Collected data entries
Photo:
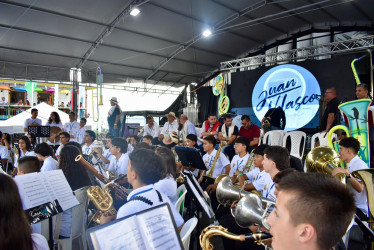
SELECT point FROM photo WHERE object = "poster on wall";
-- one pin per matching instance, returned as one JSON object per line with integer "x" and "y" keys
{"x": 291, "y": 87}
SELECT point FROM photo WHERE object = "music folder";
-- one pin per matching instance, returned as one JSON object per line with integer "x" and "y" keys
{"x": 190, "y": 157}
{"x": 153, "y": 228}
{"x": 45, "y": 194}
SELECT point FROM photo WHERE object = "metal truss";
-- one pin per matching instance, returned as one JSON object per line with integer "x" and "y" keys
{"x": 312, "y": 52}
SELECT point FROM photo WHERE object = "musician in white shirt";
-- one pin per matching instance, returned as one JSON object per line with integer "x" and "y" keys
{"x": 33, "y": 121}
{"x": 107, "y": 156}
{"x": 72, "y": 127}
{"x": 169, "y": 127}
{"x": 119, "y": 163}
{"x": 81, "y": 131}
{"x": 222, "y": 165}
{"x": 64, "y": 138}
{"x": 227, "y": 132}
{"x": 89, "y": 138}
{"x": 145, "y": 168}
{"x": 44, "y": 153}
{"x": 151, "y": 128}
{"x": 54, "y": 121}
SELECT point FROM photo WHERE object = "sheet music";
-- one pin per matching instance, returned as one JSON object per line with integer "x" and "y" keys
{"x": 124, "y": 234}
{"x": 202, "y": 202}
{"x": 32, "y": 191}
{"x": 204, "y": 194}
{"x": 39, "y": 188}
{"x": 56, "y": 184}
{"x": 158, "y": 229}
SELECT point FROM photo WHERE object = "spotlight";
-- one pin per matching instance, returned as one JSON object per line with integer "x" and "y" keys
{"x": 207, "y": 32}
{"x": 135, "y": 12}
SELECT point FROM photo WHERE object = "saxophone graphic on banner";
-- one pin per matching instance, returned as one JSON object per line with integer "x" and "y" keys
{"x": 357, "y": 114}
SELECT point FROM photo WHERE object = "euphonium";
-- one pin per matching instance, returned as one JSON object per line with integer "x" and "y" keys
{"x": 323, "y": 160}
{"x": 367, "y": 177}
{"x": 357, "y": 113}
{"x": 211, "y": 231}
{"x": 209, "y": 176}
{"x": 252, "y": 210}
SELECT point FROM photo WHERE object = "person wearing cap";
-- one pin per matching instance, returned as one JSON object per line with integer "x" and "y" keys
{"x": 114, "y": 117}
{"x": 169, "y": 127}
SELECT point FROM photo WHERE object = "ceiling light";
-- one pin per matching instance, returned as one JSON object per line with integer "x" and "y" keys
{"x": 135, "y": 12}
{"x": 207, "y": 33}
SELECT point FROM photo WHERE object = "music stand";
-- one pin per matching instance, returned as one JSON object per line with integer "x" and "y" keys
{"x": 190, "y": 157}
{"x": 40, "y": 131}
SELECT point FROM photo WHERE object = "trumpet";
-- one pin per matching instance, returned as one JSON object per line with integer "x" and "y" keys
{"x": 211, "y": 231}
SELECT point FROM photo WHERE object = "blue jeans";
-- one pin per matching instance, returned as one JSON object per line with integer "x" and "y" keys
{"x": 113, "y": 131}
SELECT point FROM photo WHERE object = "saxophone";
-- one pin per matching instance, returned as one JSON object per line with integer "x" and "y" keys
{"x": 101, "y": 197}
{"x": 211, "y": 231}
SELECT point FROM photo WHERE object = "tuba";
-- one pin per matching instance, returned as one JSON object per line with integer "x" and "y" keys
{"x": 211, "y": 231}
{"x": 323, "y": 160}
{"x": 357, "y": 113}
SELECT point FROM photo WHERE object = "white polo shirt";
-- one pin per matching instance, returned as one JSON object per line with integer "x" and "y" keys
{"x": 4, "y": 152}
{"x": 269, "y": 189}
{"x": 168, "y": 186}
{"x": 253, "y": 174}
{"x": 360, "y": 198}
{"x": 238, "y": 163}
{"x": 72, "y": 128}
{"x": 49, "y": 164}
{"x": 28, "y": 153}
{"x": 119, "y": 166}
{"x": 134, "y": 205}
{"x": 53, "y": 124}
{"x": 87, "y": 149}
{"x": 169, "y": 128}
{"x": 30, "y": 120}
{"x": 222, "y": 161}
{"x": 154, "y": 131}
{"x": 261, "y": 180}
{"x": 109, "y": 156}
{"x": 80, "y": 135}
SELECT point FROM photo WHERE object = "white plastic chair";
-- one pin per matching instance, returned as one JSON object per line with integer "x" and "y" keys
{"x": 321, "y": 138}
{"x": 274, "y": 138}
{"x": 79, "y": 223}
{"x": 298, "y": 139}
{"x": 182, "y": 197}
{"x": 186, "y": 231}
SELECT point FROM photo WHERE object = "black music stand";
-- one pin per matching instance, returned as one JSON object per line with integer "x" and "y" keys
{"x": 190, "y": 157}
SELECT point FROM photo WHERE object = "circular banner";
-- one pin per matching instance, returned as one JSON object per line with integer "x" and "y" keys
{"x": 218, "y": 85}
{"x": 291, "y": 87}
{"x": 224, "y": 104}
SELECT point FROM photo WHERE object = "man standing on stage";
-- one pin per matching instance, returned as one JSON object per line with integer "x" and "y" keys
{"x": 210, "y": 127}
{"x": 251, "y": 131}
{"x": 114, "y": 115}
{"x": 329, "y": 118}
{"x": 72, "y": 127}
{"x": 33, "y": 121}
{"x": 151, "y": 128}
{"x": 188, "y": 128}
{"x": 228, "y": 132}
{"x": 169, "y": 127}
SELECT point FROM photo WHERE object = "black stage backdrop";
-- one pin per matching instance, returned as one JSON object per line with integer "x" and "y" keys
{"x": 335, "y": 72}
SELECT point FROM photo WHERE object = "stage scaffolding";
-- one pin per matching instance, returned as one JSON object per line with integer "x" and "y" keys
{"x": 312, "y": 52}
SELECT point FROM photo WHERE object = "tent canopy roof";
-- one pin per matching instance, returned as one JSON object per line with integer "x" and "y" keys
{"x": 163, "y": 44}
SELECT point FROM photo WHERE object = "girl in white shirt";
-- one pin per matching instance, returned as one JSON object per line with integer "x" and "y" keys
{"x": 24, "y": 149}
{"x": 14, "y": 219}
{"x": 54, "y": 121}
{"x": 167, "y": 185}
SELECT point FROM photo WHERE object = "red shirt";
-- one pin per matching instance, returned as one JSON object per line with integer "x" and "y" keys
{"x": 251, "y": 133}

_What needs to be done_. Return every record above exactly as written, but drop the pictures.

_Response to the task_.
Photo:
SELECT point FROM photo WHERE object = "poster on wall";
-- one pin per matching instance, returned as one JSON object per line with integer "x" and "y" keys
{"x": 291, "y": 87}
SELECT point FROM photo WHERE object = "music folder";
-- one pin per matching instance, returned as one JSON object per line with integer "x" and "y" keys
{"x": 190, "y": 157}
{"x": 153, "y": 228}
{"x": 45, "y": 194}
SELECT point FROM photo WHERE object = "metal truss";
-- one pin per matching instance, returned as one JSON object per line with integer "x" and "y" keys
{"x": 312, "y": 52}
SELECT point FROM photo WHERE object = "musician in white shirt";
-- one pin per matching instance, returned as one JSON object per line with integer "x" and "y" keys
{"x": 33, "y": 121}
{"x": 107, "y": 156}
{"x": 72, "y": 127}
{"x": 169, "y": 127}
{"x": 119, "y": 163}
{"x": 81, "y": 131}
{"x": 222, "y": 165}
{"x": 64, "y": 138}
{"x": 227, "y": 132}
{"x": 89, "y": 138}
{"x": 145, "y": 168}
{"x": 44, "y": 153}
{"x": 151, "y": 128}
{"x": 54, "y": 121}
SELECT point FROM photo WHERE object = "sheet music";
-- one pin per matching instance, returned as one JSON object per line with integer "x" and "y" keys
{"x": 124, "y": 234}
{"x": 202, "y": 202}
{"x": 32, "y": 191}
{"x": 204, "y": 194}
{"x": 39, "y": 188}
{"x": 56, "y": 184}
{"x": 158, "y": 229}
SELECT point FROM photo WHERE object = "spotlight";
-- one pin per matching instance, returned as one JSON object per line with integer "x" and "y" keys
{"x": 207, "y": 32}
{"x": 135, "y": 12}
SELECT point FROM photo WHERE object = "saxophone graphic on banner";
-- one pin per matching instance, returned as one JSON object per line with integer "x" and "y" keys
{"x": 357, "y": 114}
SELECT point FROM photo WHERE object = "euphonium";
-- one pin per matching instance, returned as one JSON object per line with integer "x" and "y" keys
{"x": 323, "y": 160}
{"x": 367, "y": 177}
{"x": 357, "y": 113}
{"x": 211, "y": 231}
{"x": 209, "y": 176}
{"x": 252, "y": 210}
SELECT point FROM photo WHERE object = "person wearing cap";
-- one pin per matching instance, returned as one JSON object per line with integer "x" and "y" keys
{"x": 114, "y": 117}
{"x": 169, "y": 127}
SELECT point FROM photo WHERE object = "ceiling light";
-- one pin per matching instance, returned as one JSON object per line with integer "x" and "y" keys
{"x": 135, "y": 12}
{"x": 207, "y": 33}
SELECT point FROM photo WHERE object = "music stand";
-- one pin per matching instance, returned as one JSON object per line with integer "x" and "y" keys
{"x": 190, "y": 157}
{"x": 40, "y": 131}
SELECT point FROM photo WHERE object = "trumpet";
-- one pin per matching instance, returned as one JSON object per line with integer "x" and "y" keys
{"x": 211, "y": 231}
SELECT point FROM photo WHERE object = "blue jeans";
-- one pin per matching instance, returned as one JSON object per line with integer "x" and "y" keys
{"x": 113, "y": 131}
SELECT point FROM photo WHERE object = "saxophone";
-- one pin per matching instance, returned as one JSON object per line with integer "x" and "y" keys
{"x": 101, "y": 197}
{"x": 211, "y": 231}
SELECT point FROM photo WHERE object = "tuba";
-- one pin per matching instance, returned as one JSON object per line with integer "x" and "y" keys
{"x": 211, "y": 231}
{"x": 323, "y": 160}
{"x": 357, "y": 113}
SELECT point FROM photo WHERE object = "white polo shirt";
-- one pin per matching instance, returned as one JSON object per line with integer "x" and "y" keys
{"x": 4, "y": 152}
{"x": 269, "y": 189}
{"x": 168, "y": 186}
{"x": 253, "y": 174}
{"x": 360, "y": 198}
{"x": 238, "y": 163}
{"x": 72, "y": 128}
{"x": 49, "y": 164}
{"x": 28, "y": 153}
{"x": 119, "y": 166}
{"x": 134, "y": 205}
{"x": 53, "y": 124}
{"x": 87, "y": 149}
{"x": 169, "y": 128}
{"x": 30, "y": 120}
{"x": 222, "y": 161}
{"x": 154, "y": 131}
{"x": 261, "y": 180}
{"x": 109, "y": 156}
{"x": 80, "y": 135}
SELECT point FROM photo WHERE object = "white plastic chair";
-- one pin per matching instance, returned as one JSON object per line with integer "x" and "y" keys
{"x": 321, "y": 138}
{"x": 274, "y": 138}
{"x": 79, "y": 223}
{"x": 298, "y": 139}
{"x": 182, "y": 197}
{"x": 186, "y": 231}
SELECT point FROM photo WHERE object = "black music stand";
-- one pin per matching instance, returned as one JSON object per line with integer "x" and "y" keys
{"x": 190, "y": 157}
SELECT point FROM photo WHERE object = "circular banner";
-- one pin per matching instance, returned as one JSON object per line with integer "x" and "y" keys
{"x": 218, "y": 85}
{"x": 291, "y": 87}
{"x": 224, "y": 104}
SELECT point FROM photo WHERE object = "man standing on stage";
-- one pin per matching instance, returned as one JSON object per line with integer "x" and "y" keys
{"x": 210, "y": 127}
{"x": 251, "y": 131}
{"x": 114, "y": 115}
{"x": 329, "y": 118}
{"x": 72, "y": 127}
{"x": 33, "y": 121}
{"x": 151, "y": 128}
{"x": 188, "y": 128}
{"x": 228, "y": 132}
{"x": 169, "y": 127}
SELECT point FROM photo WHERE object = "black stage backdrop";
-- one pin per matching instance, returned as one JSON object per line with integer "x" and "y" keys
{"x": 335, "y": 72}
SELECT point FROM photo WHERE object = "stage scaffolding";
-- one pin per matching instance, returned as one JSON object per line with integer "x" and "y" keys
{"x": 312, "y": 52}
SELECT point FROM photo WHERE object = "tent canopy roof";
-- one pin per matching instance, returned as one JSON object per line with integer "x" and "y" keys
{"x": 163, "y": 44}
SELECT point FROM photo WHERE object = "girl in white shirt";
-- one pin per matching instance, returned as one JSON object per line with integer "x" and "y" keys
{"x": 24, "y": 149}
{"x": 14, "y": 219}
{"x": 54, "y": 121}
{"x": 167, "y": 185}
SELECT point FROM photo WHERE object = "red shirt";
-- one pin per matching instance, returned as one JSON object per line with integer "x" and "y" keys
{"x": 251, "y": 133}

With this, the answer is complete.